*** Given entries ***
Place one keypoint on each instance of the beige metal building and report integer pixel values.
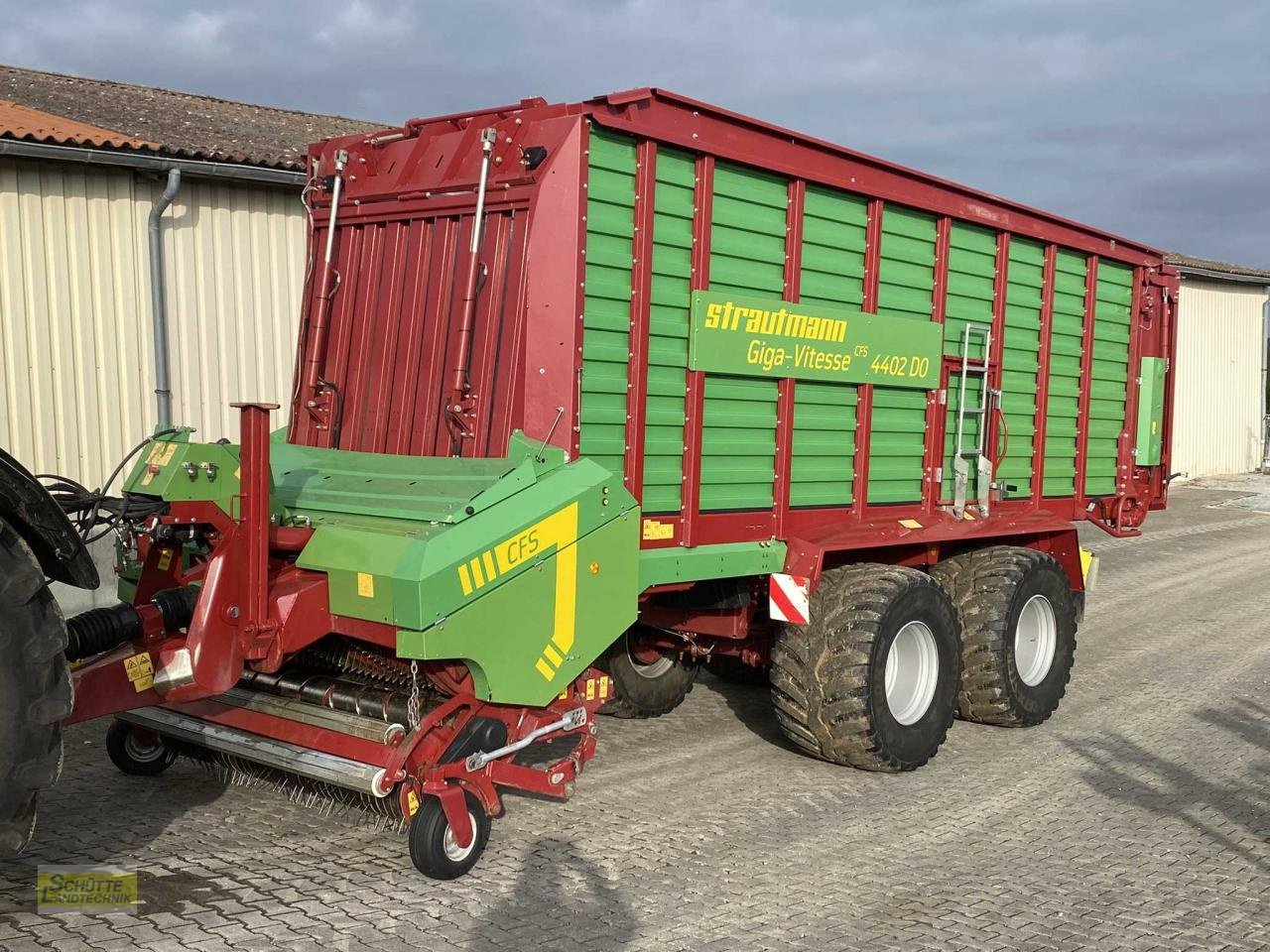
(1219, 403)
(82, 164)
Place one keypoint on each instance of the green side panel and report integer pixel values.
(1064, 398)
(1109, 379)
(1151, 412)
(180, 471)
(825, 414)
(970, 294)
(730, 560)
(509, 638)
(607, 308)
(668, 331)
(906, 289)
(1025, 280)
(747, 255)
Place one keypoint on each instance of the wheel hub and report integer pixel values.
(449, 844)
(912, 673)
(1035, 640)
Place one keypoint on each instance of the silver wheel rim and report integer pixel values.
(653, 669)
(912, 673)
(139, 752)
(1035, 640)
(449, 844)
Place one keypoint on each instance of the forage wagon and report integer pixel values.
(589, 397)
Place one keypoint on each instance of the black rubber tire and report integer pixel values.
(989, 588)
(143, 757)
(429, 830)
(828, 676)
(36, 690)
(737, 671)
(636, 694)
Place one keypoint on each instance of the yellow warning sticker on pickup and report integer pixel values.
(160, 454)
(140, 670)
(658, 530)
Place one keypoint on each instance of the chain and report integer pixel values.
(412, 708)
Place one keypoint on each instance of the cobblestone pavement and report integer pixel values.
(1137, 817)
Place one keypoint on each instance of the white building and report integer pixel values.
(81, 166)
(1219, 399)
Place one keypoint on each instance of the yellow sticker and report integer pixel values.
(658, 530)
(140, 670)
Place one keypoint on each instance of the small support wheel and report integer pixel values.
(137, 752)
(648, 682)
(434, 848)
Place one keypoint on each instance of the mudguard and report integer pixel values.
(27, 506)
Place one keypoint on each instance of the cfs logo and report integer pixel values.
(559, 530)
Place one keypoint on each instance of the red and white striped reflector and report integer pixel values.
(788, 598)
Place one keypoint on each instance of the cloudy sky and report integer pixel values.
(1151, 119)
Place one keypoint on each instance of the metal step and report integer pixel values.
(359, 777)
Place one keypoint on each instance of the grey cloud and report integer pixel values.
(1146, 118)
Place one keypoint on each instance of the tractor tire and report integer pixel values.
(1019, 634)
(36, 689)
(871, 682)
(733, 669)
(644, 687)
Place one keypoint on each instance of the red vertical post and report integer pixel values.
(702, 203)
(1137, 331)
(642, 286)
(996, 359)
(254, 481)
(1047, 322)
(937, 414)
(1082, 414)
(786, 386)
(864, 394)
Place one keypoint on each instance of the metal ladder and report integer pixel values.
(960, 458)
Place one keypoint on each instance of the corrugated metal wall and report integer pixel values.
(1216, 420)
(76, 356)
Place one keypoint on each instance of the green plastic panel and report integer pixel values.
(906, 290)
(1109, 376)
(825, 414)
(607, 309)
(1025, 280)
(1064, 397)
(668, 331)
(747, 255)
(970, 295)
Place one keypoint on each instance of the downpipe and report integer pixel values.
(159, 299)
(1265, 382)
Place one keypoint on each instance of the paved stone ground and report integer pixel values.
(1137, 817)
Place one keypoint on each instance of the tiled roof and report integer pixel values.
(1206, 264)
(73, 111)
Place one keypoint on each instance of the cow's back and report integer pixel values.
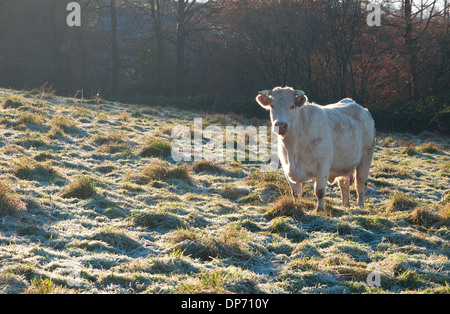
(352, 131)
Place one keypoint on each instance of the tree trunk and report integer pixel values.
(157, 15)
(115, 51)
(181, 48)
(411, 51)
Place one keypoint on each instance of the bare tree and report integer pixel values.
(191, 16)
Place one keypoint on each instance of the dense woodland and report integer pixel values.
(215, 55)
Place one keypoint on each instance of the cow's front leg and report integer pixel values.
(297, 190)
(320, 189)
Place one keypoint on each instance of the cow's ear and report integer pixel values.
(300, 100)
(264, 101)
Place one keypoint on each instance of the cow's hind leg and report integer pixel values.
(320, 189)
(344, 185)
(297, 190)
(362, 176)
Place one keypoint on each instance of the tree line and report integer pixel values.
(142, 49)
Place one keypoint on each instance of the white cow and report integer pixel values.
(324, 143)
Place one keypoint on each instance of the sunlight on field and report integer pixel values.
(90, 201)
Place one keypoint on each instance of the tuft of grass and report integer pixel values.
(156, 148)
(232, 242)
(42, 286)
(206, 166)
(401, 202)
(30, 118)
(27, 169)
(422, 217)
(285, 206)
(156, 220)
(444, 213)
(61, 125)
(116, 238)
(429, 147)
(10, 203)
(410, 150)
(30, 140)
(112, 143)
(82, 188)
(13, 102)
(159, 170)
(444, 171)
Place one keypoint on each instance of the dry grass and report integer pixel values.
(10, 203)
(156, 148)
(137, 224)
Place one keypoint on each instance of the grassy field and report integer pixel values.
(91, 202)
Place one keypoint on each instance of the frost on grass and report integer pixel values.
(92, 189)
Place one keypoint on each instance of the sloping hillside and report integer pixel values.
(91, 202)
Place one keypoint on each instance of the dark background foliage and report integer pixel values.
(215, 55)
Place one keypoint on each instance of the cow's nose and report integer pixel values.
(282, 127)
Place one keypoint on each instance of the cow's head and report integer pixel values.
(282, 103)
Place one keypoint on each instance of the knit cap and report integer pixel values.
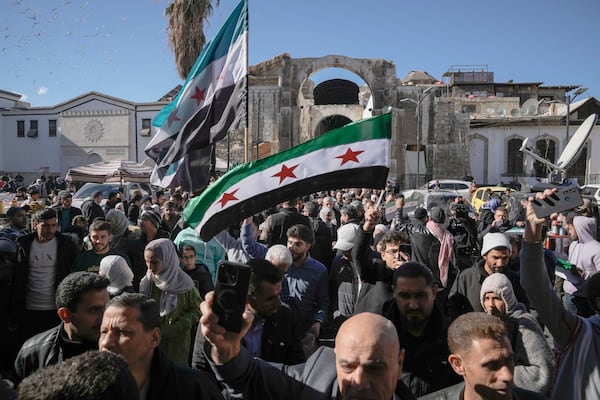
(152, 216)
(494, 240)
(499, 284)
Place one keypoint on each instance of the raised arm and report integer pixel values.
(534, 279)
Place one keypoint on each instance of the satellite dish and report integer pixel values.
(576, 143)
(569, 154)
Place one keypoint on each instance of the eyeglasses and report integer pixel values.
(393, 252)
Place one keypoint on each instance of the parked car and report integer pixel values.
(592, 190)
(129, 188)
(431, 198)
(450, 184)
(479, 197)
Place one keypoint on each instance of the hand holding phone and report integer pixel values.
(231, 291)
(562, 200)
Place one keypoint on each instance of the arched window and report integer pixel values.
(545, 148)
(514, 158)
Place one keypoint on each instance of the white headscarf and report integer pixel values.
(117, 271)
(171, 280)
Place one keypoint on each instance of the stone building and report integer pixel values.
(464, 124)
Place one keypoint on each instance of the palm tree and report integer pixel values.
(186, 30)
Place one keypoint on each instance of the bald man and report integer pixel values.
(367, 359)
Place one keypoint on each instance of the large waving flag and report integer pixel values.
(356, 155)
(211, 102)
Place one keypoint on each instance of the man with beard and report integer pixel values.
(421, 329)
(365, 364)
(274, 335)
(482, 355)
(464, 294)
(100, 237)
(307, 282)
(80, 301)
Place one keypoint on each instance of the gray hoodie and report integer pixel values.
(534, 360)
(584, 252)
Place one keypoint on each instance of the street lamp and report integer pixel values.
(569, 99)
(418, 113)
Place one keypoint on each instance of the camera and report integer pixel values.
(231, 291)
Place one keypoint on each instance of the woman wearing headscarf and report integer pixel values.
(534, 361)
(118, 272)
(119, 230)
(178, 298)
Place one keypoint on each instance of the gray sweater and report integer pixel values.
(578, 339)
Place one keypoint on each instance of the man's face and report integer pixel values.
(19, 220)
(414, 299)
(170, 213)
(494, 305)
(572, 232)
(487, 368)
(366, 369)
(496, 260)
(266, 301)
(86, 320)
(153, 263)
(392, 256)
(122, 333)
(500, 217)
(298, 248)
(147, 225)
(100, 241)
(188, 259)
(66, 202)
(46, 229)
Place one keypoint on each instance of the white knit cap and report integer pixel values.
(499, 284)
(494, 240)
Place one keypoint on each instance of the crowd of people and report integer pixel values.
(353, 301)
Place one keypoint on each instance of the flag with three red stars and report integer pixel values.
(355, 155)
(211, 102)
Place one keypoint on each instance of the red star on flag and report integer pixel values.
(350, 156)
(286, 172)
(227, 197)
(198, 95)
(173, 117)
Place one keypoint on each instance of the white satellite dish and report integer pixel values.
(576, 143)
(569, 154)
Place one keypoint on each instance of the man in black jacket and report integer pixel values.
(366, 363)
(274, 335)
(80, 300)
(131, 328)
(44, 259)
(275, 227)
(421, 329)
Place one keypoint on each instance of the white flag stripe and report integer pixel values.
(375, 153)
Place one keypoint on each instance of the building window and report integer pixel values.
(32, 132)
(514, 158)
(20, 128)
(146, 127)
(52, 128)
(545, 148)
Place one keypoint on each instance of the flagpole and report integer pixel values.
(247, 83)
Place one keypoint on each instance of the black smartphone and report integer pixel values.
(564, 200)
(406, 248)
(231, 291)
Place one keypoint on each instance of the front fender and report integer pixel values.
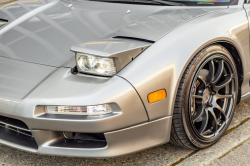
(162, 65)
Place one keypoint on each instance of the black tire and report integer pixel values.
(198, 121)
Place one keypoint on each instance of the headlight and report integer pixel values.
(79, 110)
(95, 65)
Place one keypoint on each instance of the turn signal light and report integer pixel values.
(157, 96)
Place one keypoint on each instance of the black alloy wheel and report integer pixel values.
(208, 96)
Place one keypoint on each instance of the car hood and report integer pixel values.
(43, 32)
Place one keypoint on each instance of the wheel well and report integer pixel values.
(236, 56)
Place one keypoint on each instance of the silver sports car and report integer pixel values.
(104, 78)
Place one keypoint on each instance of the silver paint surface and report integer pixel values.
(35, 46)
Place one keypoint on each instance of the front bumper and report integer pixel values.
(126, 130)
(119, 142)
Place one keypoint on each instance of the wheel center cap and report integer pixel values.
(205, 96)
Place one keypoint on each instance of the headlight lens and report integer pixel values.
(95, 65)
(79, 110)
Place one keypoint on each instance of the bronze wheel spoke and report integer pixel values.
(225, 82)
(219, 71)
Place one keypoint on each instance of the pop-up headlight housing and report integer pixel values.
(79, 110)
(106, 57)
(91, 64)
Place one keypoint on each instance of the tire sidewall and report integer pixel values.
(199, 59)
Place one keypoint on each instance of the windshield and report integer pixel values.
(206, 2)
(177, 2)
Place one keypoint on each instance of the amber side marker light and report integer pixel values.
(157, 96)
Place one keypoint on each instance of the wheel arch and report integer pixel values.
(238, 62)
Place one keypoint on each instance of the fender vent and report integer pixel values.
(3, 22)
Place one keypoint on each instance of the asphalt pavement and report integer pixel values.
(232, 149)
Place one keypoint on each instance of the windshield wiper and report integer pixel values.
(169, 3)
(162, 2)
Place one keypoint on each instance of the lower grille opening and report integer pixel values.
(17, 132)
(81, 140)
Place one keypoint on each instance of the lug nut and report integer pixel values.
(208, 104)
(213, 93)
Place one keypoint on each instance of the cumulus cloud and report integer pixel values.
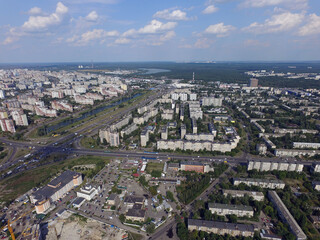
(210, 9)
(219, 29)
(167, 36)
(41, 23)
(277, 23)
(175, 15)
(255, 43)
(35, 11)
(122, 41)
(156, 26)
(203, 43)
(312, 26)
(37, 23)
(295, 4)
(89, 36)
(92, 16)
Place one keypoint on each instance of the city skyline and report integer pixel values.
(119, 30)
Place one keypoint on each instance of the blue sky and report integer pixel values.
(159, 30)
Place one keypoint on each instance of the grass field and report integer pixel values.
(154, 166)
(15, 186)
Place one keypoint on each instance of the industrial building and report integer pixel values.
(88, 192)
(54, 190)
(221, 228)
(286, 216)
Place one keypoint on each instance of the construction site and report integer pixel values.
(71, 226)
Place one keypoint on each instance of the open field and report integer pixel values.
(15, 186)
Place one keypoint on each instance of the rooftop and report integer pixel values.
(221, 225)
(231, 207)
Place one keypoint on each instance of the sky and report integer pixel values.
(159, 30)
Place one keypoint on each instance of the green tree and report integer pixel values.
(150, 228)
(122, 218)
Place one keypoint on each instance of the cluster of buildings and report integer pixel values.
(221, 228)
(263, 183)
(45, 197)
(274, 165)
(79, 87)
(190, 166)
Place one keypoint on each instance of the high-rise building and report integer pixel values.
(253, 82)
(7, 125)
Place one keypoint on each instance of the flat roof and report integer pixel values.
(60, 181)
(78, 201)
(221, 225)
(250, 193)
(259, 180)
(136, 212)
(229, 206)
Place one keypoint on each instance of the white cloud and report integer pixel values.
(167, 36)
(92, 16)
(35, 11)
(41, 23)
(156, 26)
(129, 33)
(295, 4)
(277, 23)
(203, 43)
(312, 26)
(219, 29)
(93, 1)
(89, 36)
(210, 9)
(255, 43)
(175, 15)
(122, 41)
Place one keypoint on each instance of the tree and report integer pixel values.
(122, 218)
(150, 228)
(170, 196)
(156, 173)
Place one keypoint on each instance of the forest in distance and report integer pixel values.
(227, 72)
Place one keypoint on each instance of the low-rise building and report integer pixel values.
(262, 165)
(221, 228)
(316, 185)
(164, 133)
(306, 145)
(130, 200)
(257, 196)
(263, 183)
(315, 168)
(227, 209)
(54, 190)
(112, 199)
(7, 125)
(286, 216)
(295, 152)
(88, 192)
(195, 166)
(78, 202)
(144, 137)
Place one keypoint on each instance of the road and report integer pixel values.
(188, 208)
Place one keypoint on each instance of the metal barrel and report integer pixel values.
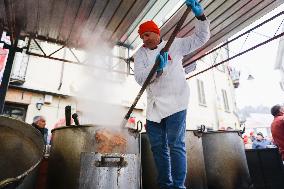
(21, 150)
(196, 174)
(69, 144)
(225, 160)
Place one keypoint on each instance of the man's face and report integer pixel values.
(41, 123)
(150, 39)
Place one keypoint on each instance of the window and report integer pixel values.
(201, 93)
(225, 100)
(16, 111)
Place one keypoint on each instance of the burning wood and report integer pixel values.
(109, 142)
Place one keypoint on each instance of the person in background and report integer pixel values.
(260, 142)
(277, 127)
(252, 137)
(39, 123)
(168, 95)
(229, 129)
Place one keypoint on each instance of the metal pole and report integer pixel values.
(7, 73)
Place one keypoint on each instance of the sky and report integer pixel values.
(264, 89)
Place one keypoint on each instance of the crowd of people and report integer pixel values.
(259, 141)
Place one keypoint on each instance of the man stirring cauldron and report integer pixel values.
(168, 95)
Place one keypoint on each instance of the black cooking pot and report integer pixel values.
(225, 160)
(21, 150)
(68, 145)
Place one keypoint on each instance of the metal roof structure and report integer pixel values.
(74, 22)
(69, 22)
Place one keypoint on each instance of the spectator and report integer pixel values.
(277, 127)
(260, 142)
(229, 129)
(39, 123)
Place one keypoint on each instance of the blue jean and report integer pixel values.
(167, 141)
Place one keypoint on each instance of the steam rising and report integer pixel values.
(99, 91)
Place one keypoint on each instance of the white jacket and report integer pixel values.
(169, 93)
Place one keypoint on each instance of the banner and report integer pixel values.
(3, 58)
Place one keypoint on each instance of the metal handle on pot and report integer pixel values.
(105, 163)
(141, 126)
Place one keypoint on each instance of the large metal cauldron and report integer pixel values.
(196, 176)
(72, 144)
(225, 160)
(21, 150)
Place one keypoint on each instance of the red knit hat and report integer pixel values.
(148, 26)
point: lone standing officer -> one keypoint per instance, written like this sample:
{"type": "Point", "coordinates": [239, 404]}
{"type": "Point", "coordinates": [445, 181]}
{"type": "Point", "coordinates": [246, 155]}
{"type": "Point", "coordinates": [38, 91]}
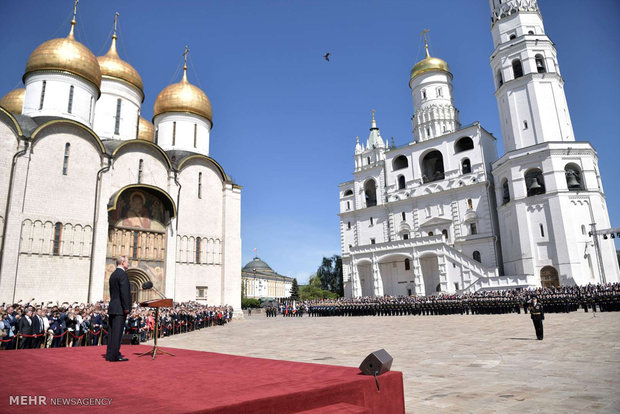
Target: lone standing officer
{"type": "Point", "coordinates": [119, 308]}
{"type": "Point", "coordinates": [537, 314]}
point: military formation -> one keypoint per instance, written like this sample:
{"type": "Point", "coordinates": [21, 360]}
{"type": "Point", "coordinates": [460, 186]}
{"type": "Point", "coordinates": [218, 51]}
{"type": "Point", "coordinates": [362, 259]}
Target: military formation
{"type": "Point", "coordinates": [603, 298]}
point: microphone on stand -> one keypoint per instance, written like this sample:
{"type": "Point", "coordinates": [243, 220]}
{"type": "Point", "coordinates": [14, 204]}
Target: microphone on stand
{"type": "Point", "coordinates": [149, 285]}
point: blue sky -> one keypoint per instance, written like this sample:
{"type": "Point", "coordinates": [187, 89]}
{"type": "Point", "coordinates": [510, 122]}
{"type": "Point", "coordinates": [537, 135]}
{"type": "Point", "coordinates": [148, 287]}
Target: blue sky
{"type": "Point", "coordinates": [285, 120]}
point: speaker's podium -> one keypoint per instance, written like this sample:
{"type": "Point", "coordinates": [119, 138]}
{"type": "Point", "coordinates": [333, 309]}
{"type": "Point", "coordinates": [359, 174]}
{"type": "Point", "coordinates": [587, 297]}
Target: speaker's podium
{"type": "Point", "coordinates": [156, 304]}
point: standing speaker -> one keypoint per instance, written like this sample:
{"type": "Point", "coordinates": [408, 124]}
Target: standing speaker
{"type": "Point", "coordinates": [379, 362]}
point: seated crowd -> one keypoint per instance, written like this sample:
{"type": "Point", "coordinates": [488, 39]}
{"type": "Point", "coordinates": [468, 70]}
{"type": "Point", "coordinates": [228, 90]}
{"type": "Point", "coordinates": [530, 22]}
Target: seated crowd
{"type": "Point", "coordinates": [605, 298]}
{"type": "Point", "coordinates": [52, 326]}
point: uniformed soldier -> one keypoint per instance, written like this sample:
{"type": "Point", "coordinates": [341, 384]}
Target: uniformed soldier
{"type": "Point", "coordinates": [537, 314]}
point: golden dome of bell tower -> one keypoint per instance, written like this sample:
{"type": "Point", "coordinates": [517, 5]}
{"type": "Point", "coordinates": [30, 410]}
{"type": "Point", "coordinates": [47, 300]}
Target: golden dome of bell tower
{"type": "Point", "coordinates": [112, 66]}
{"type": "Point", "coordinates": [183, 97]}
{"type": "Point", "coordinates": [65, 55]}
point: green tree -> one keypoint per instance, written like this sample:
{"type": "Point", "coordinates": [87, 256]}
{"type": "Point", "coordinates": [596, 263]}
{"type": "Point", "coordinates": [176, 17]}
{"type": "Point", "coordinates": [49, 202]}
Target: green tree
{"type": "Point", "coordinates": [330, 274]}
{"type": "Point", "coordinates": [313, 290]}
{"type": "Point", "coordinates": [295, 290]}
*** End of Given entries ***
Prompt:
In the material above, find the line with "point: uniformed soldier"; then copy it and every line after it, exactly, through the end.

Written response:
point: uniformed soldier -> one keypoint per instance, written like this sample:
{"type": "Point", "coordinates": [341, 384]}
Target: uniformed soldier
{"type": "Point", "coordinates": [537, 314]}
point: golden dome of bell tower -> one keypoint per instance, written like this sample:
{"type": "Point", "coordinates": [517, 5]}
{"type": "Point", "coordinates": [30, 410]}
{"type": "Point", "coordinates": [47, 300]}
Target: golden dome of bell tower
{"type": "Point", "coordinates": [112, 66]}
{"type": "Point", "coordinates": [183, 97]}
{"type": "Point", "coordinates": [65, 55]}
point: green tree -> one keypoint per instance, written like this sample:
{"type": "Point", "coordinates": [87, 256]}
{"type": "Point", "coordinates": [596, 263]}
{"type": "Point", "coordinates": [176, 17]}
{"type": "Point", "coordinates": [49, 202]}
Target: green tree
{"type": "Point", "coordinates": [330, 274]}
{"type": "Point", "coordinates": [313, 290]}
{"type": "Point", "coordinates": [295, 290]}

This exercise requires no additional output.